» GIVEN EXERCISE:
Extract the material below from the line containing "Where can the frozen" through the line containing "Target: frozen lake", copying those lines exactly.

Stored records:

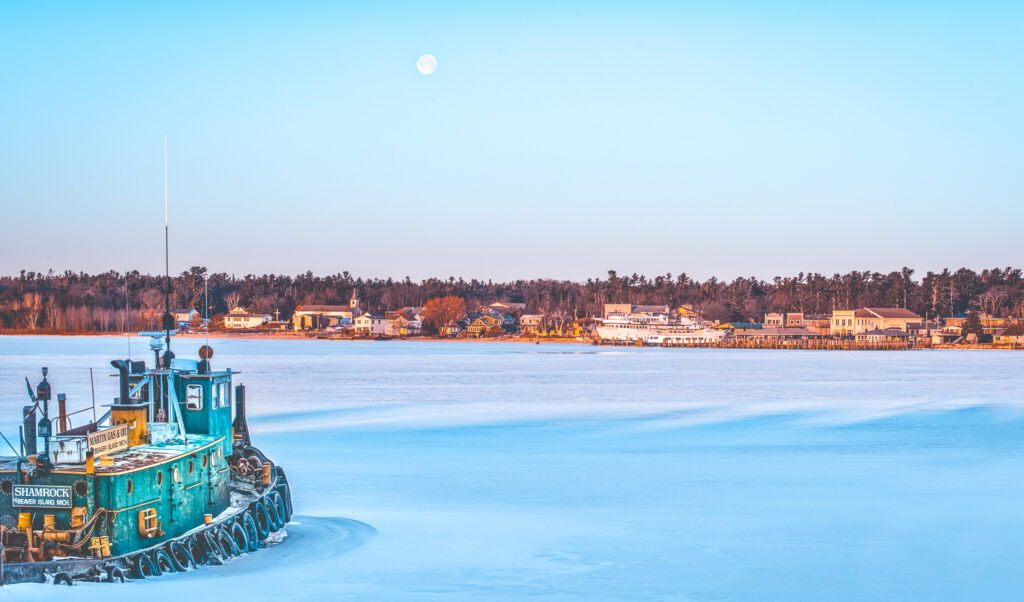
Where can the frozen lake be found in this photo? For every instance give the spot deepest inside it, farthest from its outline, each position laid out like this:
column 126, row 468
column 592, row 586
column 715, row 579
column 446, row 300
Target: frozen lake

==

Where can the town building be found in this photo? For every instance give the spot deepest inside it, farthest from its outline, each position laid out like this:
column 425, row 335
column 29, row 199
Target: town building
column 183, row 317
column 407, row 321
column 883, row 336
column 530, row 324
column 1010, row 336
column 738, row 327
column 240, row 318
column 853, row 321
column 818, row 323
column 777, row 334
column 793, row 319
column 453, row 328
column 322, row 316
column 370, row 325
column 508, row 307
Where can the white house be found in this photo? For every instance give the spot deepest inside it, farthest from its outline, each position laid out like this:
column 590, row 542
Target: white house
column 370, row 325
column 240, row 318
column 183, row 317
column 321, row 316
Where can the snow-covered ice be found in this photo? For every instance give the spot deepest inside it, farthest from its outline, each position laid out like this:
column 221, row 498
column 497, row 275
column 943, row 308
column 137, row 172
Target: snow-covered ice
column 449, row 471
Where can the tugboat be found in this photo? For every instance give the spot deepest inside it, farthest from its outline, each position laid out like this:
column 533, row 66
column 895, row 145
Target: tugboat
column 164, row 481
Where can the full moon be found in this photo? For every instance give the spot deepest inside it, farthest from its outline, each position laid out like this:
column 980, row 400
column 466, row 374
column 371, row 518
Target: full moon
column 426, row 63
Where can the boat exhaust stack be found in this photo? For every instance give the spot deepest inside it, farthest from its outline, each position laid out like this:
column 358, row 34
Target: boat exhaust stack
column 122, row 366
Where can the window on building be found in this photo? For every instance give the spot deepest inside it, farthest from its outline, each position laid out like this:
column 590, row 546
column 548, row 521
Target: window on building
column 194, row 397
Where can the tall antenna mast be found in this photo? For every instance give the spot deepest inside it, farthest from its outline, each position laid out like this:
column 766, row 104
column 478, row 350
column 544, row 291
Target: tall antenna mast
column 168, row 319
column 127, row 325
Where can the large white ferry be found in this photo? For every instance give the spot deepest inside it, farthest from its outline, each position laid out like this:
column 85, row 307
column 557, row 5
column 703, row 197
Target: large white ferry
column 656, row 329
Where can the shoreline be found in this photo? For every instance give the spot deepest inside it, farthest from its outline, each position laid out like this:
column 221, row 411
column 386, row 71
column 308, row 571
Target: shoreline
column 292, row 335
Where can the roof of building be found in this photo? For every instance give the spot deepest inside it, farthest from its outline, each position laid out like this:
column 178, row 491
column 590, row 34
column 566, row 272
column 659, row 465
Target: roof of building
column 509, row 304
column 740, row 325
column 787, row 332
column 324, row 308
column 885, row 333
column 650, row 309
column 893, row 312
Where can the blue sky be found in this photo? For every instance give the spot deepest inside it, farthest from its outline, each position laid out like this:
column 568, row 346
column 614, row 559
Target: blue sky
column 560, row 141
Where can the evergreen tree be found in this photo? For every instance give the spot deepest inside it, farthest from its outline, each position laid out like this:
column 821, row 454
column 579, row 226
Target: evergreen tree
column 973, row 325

...

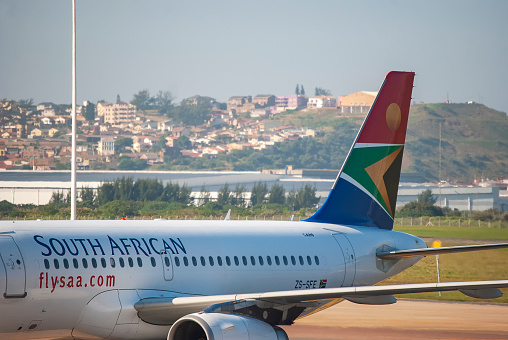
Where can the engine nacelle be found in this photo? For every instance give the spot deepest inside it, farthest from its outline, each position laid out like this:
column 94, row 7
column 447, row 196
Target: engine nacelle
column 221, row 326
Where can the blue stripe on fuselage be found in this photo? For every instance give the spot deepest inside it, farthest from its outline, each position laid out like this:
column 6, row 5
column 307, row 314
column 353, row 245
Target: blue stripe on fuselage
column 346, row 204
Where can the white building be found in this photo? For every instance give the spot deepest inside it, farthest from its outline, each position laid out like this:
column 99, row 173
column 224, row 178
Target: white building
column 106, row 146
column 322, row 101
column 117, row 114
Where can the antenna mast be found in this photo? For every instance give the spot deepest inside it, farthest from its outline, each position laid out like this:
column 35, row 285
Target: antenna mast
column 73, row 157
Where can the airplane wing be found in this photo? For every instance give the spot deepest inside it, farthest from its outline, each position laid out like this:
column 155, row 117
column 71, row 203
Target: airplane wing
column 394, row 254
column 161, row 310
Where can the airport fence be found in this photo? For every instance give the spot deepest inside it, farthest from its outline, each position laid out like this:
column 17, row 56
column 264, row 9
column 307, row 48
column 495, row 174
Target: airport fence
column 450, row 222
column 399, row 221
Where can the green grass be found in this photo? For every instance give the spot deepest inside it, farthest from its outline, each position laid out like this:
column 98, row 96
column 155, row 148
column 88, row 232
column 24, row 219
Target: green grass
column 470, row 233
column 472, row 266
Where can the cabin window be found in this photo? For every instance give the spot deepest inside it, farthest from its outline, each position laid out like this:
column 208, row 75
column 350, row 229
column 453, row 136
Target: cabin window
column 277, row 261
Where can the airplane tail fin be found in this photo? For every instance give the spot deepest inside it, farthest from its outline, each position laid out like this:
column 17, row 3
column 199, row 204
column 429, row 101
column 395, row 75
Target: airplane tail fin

» RESPONSE:
Where can the frozen lake be found in this photo? For every instance give the spot deepest inside it, farthest from its outline, each position laid out like this:
column 126, row 468
column 592, row 586
column 715, row 579
column 446, row 300
Target: frozen lake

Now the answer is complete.